Categories: Archived Articles

What Sweet Morsels These Orbs Be

Helen may have launched a thousand ships, but tomatoes have launched a million home gardeners.

By Chris Cohan

 

 

Helen may have launched a thousand ships, but tomatoes have launched a million home gardeners.

Is it a fruit or vegetable? First, who cares! Botanists would define it as a fruit, a seed- bearing structure that develops from a flower. The rest of us think of it as a vegetable and not just any vegetable but the queen of vegetables.

There are two types of tomatoes – determinate and indeterminate type. Determinate grow to a fixed size. They ripen simultaneously in a short period of about two weeks. They are ideal if you have limited space. Indeterminate will fruit throughout the summer season and until they are killed by frost. Staking or caging is a requirement for indeterminate tomatoes.

Which variety to choose is akin to asking which of your children you like the best. Go with those that give you the fewest problems and provide the most fruit. I have drifted to the small and medium-sized tomatoes as they ripen quicker, are less likely to crack, and get nabbed by birds and animals, while providing a daily crop. Early Girl and Better Boy are good, medium-sized fruits.

Early Girl is smaller, ripens faster, and is naturally sweeter than Better Boy. Sungold is a delicious golden color cherry.

Let’s be honest; you will walk into a nursery with a clear head of exactly what to buy. Then be swayed by the plants with flowers or prettiest pictures. So, worry not; just buy, plant, grow and eat.

Start from baby plants instead of seeds. Seeds require time and attention and can be a hassle for most. When you buy plants, go for the bigger plants in the big pots – the bigger the better. You will be rewarded by being able to harvest your tomatoes two or three weeks earlier.

Mulch before you plant. Mulching with organic materials is ideal because it builds the soil while conserving water and reducing weeds. A black plastic sheet is popular because it will warm the soil and eliminate weeds. Mulch reduces blossom-end rot and prevents disease spores from splashing onto lower leaves.

Provide good spacing between your plants. If space permits, plant four feet apart. Caging your tomatoes will give you enough room to walk around when you harvest your tomatoes.

Plant them deep for a robust root system. Once you decide where to plant your tomatoes, loosen up the soil about 1.5 feet in diameter and depth. Mix compost and fertilizer with the soil.

When you are ready to plant the seedling, cut the side of the planter using a scissors so that you can remove the seedling with the least disturbance to the root ball. This will reduce the transplanting shock and increase the chances of survival of your tender young plant.

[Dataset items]
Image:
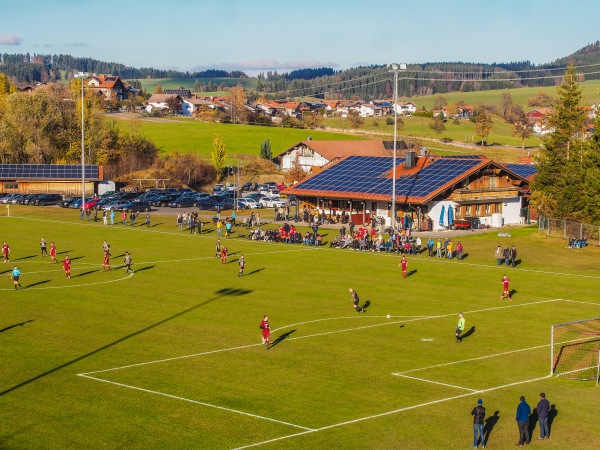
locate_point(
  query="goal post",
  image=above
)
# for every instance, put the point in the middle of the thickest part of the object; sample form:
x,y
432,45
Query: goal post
x,y
575,349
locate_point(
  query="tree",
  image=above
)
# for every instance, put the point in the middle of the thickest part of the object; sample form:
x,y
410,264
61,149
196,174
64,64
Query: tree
x,y
437,124
354,120
483,125
522,130
265,150
219,156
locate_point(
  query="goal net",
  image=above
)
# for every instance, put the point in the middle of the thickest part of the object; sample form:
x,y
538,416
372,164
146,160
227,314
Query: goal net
x,y
575,349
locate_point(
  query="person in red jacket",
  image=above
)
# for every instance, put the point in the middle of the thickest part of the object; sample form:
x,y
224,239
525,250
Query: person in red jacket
x,y
67,267
404,265
505,284
266,331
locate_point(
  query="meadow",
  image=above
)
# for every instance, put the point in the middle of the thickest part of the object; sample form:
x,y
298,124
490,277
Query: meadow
x,y
170,356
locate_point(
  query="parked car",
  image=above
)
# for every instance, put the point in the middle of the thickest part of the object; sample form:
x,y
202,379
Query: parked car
x,y
67,201
250,186
248,203
183,202
164,200
47,199
136,206
210,204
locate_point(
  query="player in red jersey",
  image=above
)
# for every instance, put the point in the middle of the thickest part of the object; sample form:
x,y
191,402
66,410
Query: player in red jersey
x,y
52,253
106,261
67,266
6,251
505,292
404,265
266,331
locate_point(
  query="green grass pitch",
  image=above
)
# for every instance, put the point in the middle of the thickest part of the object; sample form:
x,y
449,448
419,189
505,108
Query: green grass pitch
x,y
171,356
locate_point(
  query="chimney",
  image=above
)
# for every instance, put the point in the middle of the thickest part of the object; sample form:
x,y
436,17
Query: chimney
x,y
410,159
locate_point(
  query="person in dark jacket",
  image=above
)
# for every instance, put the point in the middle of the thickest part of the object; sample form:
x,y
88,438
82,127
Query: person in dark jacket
x,y
478,414
543,409
523,412
513,256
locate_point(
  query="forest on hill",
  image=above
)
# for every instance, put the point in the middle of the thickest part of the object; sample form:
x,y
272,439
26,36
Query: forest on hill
x,y
364,83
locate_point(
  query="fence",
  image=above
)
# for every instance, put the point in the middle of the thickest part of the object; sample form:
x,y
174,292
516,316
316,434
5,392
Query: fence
x,y
566,229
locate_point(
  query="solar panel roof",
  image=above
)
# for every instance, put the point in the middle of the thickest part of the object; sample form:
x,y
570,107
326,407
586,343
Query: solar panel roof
x,y
368,175
47,171
524,170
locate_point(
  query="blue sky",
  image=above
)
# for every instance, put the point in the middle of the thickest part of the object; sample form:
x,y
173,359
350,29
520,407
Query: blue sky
x,y
284,35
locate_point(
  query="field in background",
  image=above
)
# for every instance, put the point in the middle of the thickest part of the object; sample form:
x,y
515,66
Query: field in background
x,y
186,327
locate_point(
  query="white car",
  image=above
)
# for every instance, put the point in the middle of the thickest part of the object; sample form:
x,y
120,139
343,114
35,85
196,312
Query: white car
x,y
249,203
270,202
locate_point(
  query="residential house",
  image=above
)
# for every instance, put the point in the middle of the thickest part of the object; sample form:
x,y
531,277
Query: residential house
x,y
431,191
160,102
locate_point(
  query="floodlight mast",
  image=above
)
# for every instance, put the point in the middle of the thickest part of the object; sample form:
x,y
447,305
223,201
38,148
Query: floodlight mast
x,y
395,68
82,75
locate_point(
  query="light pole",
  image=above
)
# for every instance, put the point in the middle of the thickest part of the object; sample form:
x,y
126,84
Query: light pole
x,y
395,68
82,75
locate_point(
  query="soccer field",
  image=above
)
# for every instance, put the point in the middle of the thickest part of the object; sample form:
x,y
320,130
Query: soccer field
x,y
171,356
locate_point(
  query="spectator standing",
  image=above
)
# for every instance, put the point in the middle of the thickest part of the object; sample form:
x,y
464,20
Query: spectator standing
x,y
523,412
459,250
513,256
478,414
499,255
6,252
505,287
355,300
43,247
404,265
67,267
266,331
460,327
543,408
15,275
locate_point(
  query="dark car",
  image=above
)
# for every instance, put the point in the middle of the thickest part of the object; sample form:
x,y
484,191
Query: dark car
x,y
183,202
250,186
67,201
136,206
47,199
209,203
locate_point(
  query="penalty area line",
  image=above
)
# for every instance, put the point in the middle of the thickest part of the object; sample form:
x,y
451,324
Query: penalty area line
x,y
256,416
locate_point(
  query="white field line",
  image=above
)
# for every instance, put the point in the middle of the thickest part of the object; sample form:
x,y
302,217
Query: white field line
x,y
395,411
386,323
197,402
70,286
437,382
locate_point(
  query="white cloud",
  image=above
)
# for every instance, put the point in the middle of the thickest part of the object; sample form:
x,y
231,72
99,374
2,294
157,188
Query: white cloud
x,y
268,64
9,39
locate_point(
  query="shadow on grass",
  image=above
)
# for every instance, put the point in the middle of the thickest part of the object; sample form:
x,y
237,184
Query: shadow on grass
x,y
24,257
281,338
221,293
469,332
82,274
15,325
490,423
38,283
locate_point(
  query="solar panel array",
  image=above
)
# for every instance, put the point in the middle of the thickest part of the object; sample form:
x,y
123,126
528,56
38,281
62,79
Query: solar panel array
x,y
524,170
47,171
366,175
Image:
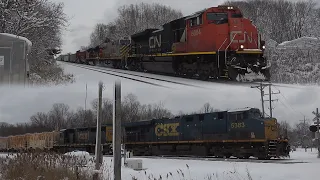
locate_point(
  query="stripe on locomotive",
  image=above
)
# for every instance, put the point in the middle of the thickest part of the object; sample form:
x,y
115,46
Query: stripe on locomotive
x,y
195,53
124,50
206,141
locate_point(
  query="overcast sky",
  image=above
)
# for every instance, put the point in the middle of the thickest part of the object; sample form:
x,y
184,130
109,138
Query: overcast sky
x,y
18,104
84,14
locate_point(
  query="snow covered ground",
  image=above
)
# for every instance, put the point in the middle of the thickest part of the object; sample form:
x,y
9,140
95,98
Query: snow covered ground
x,y
292,100
301,165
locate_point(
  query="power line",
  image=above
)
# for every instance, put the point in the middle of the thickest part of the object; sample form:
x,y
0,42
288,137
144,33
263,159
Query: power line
x,y
294,110
261,88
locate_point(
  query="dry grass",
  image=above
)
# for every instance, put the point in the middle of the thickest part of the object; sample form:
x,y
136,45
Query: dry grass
x,y
182,175
42,166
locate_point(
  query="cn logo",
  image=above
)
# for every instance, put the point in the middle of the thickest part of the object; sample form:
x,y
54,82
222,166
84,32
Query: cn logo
x,y
155,42
245,35
195,32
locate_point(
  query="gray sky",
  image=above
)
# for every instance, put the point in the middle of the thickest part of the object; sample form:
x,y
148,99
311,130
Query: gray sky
x,y
18,104
84,14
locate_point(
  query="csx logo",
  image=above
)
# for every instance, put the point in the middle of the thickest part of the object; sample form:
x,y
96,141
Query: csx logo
x,y
169,129
195,32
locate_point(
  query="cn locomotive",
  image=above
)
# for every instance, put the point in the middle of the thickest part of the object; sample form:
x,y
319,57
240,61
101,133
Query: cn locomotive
x,y
215,43
240,133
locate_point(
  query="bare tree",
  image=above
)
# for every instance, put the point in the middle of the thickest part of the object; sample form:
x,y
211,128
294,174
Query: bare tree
x,y
134,18
42,23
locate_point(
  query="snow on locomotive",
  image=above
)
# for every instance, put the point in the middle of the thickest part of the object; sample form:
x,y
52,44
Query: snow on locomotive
x,y
216,43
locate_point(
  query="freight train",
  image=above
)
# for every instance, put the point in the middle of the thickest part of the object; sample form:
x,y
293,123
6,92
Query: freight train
x,y
215,43
240,133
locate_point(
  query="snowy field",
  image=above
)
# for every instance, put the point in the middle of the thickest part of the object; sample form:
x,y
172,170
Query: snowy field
x,y
301,165
188,96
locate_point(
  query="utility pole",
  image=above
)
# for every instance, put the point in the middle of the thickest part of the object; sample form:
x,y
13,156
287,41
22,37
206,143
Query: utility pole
x,y
317,124
261,87
98,153
117,131
304,133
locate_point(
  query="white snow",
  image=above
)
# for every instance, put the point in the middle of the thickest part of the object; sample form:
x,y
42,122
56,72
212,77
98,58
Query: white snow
x,y
301,165
12,36
79,157
292,100
302,43
239,109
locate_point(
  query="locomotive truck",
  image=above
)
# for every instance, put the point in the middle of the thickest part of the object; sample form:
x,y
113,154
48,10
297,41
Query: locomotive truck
x,y
240,133
215,43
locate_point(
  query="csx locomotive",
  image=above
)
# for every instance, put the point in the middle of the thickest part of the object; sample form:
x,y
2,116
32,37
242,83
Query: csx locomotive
x,y
241,133
215,43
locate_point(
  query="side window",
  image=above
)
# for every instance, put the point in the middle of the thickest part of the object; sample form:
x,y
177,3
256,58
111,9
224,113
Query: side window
x,y
196,21
189,118
201,117
217,18
220,115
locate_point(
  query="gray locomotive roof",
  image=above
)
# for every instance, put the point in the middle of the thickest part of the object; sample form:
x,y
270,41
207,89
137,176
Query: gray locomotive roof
x,y
240,109
195,14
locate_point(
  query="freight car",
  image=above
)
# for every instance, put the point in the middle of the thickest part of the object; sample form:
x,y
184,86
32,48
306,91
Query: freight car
x,y
241,133
83,139
215,43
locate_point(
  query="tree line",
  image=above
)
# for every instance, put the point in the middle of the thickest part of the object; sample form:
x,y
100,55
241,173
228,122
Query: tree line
x,y
42,22
131,19
61,116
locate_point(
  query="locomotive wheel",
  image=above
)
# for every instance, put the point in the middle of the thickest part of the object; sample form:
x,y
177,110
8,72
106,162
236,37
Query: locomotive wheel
x,y
266,73
233,73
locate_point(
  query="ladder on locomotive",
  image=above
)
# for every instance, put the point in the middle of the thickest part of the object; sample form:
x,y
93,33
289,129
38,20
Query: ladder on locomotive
x,y
272,148
225,68
124,50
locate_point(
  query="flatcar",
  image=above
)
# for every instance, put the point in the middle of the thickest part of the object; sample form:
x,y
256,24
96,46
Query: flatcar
x,y
215,43
3,144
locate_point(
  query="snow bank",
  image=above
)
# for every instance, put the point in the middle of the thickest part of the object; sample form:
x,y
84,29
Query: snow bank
x,y
79,157
303,43
12,36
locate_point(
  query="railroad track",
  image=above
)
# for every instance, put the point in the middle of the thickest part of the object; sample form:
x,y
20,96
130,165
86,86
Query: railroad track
x,y
122,73
110,71
127,75
210,158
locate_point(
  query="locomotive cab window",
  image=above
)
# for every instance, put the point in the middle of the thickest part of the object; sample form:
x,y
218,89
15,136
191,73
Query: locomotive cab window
x,y
196,21
236,15
217,18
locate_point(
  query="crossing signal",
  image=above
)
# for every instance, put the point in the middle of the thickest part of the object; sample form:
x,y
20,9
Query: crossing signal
x,y
313,128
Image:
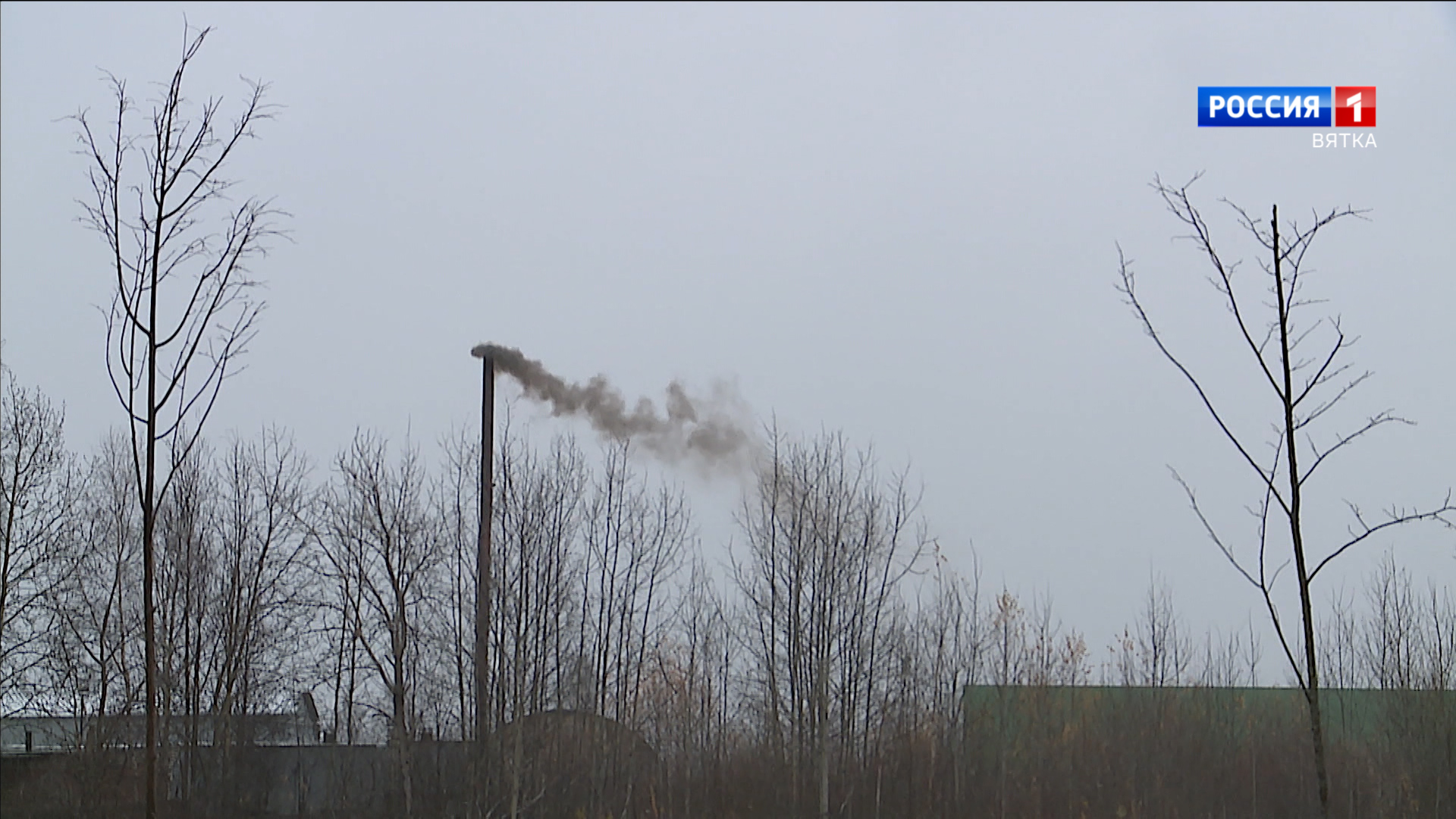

> [WHAT THIS EXERCISE ASKS]
• a. Extract the passage of the tomato-growing article between "Start from baby" and "harvest your tomatoes.", inclusive.
• b. Please write what comes next in the article on growing tomatoes, picking up after its final sentence.

> [TASK RESPONSES]
• a.
Start from baby plants instead of seeds. Seeds require time and attention and can be a hassle for most. When you buy plants, go for the bigger plants in the big pots – the bigger the better. You will be rewarded by being able to harvest your tomatoes two or three weeks earlier.

Mulch before you plant. Mulching with organic materials is ideal because it builds the soil while conserving water and reducing weeds. A black plastic sheet is popular because it will warm the soil and eliminate weeds. Mulch reduces blossom-end rot and prevents disease spores from splashing onto lower leaves.

Provide good spacing between your plants. If space permits, plant four feet apart. Caging your tomatoes will give you enough room to walk around when you harvest your tomatoes.

• b.
To get a healthy root system, plant them deep – deeper than they were in their original containers. Remove lower leaves. Plant them deep after leaving about three to six inches of the crown above. Your plant may not look nice at this time; but don’t worry, in a few weeks it will grow and become much bigger. This procedure will promote rooting from the entire stem underground and will result in a plant with a robust root system.

Cover your tomatoes if you expect a cold snap. It is crucial that you wait until the last frost date for your area before planting your tomatoes. If there is a cold snap after planting, be sure to cover your plants.

Give a boost to the young plants when they are ready for nutrients. After you plant a young tomato, make a ring around the plants about a foot away. Sprinkle specialized fertilizers like Espoma Tomato-tone or others that are formulated for fruit production. And have limited nitrogen, which shall only promote green growth. Water well. As always, read directions before you apply your fertilizer.

Reduce disease. Thoroughly clean-up garden before planting, provide eight hours of sun and adequate spacing. Select resistant varieties. Once disease appears, remove all infected leaves. If it worsens, yank the plants PDQ. Hand-pick any insects or hit with a blast of water from hose. Interplant with marigolds. Keep soil moisture even.

Relocate tomato plants every year to stay ahead of soil borne disease and pests. Select a site where other nightshade family plants — eggplant, potatoes, peppers — have not grown for three years.           

Suckers emerge at spots where a tomato leaf attaches to stem. Pinch them out to improve air circulation and fruit quality.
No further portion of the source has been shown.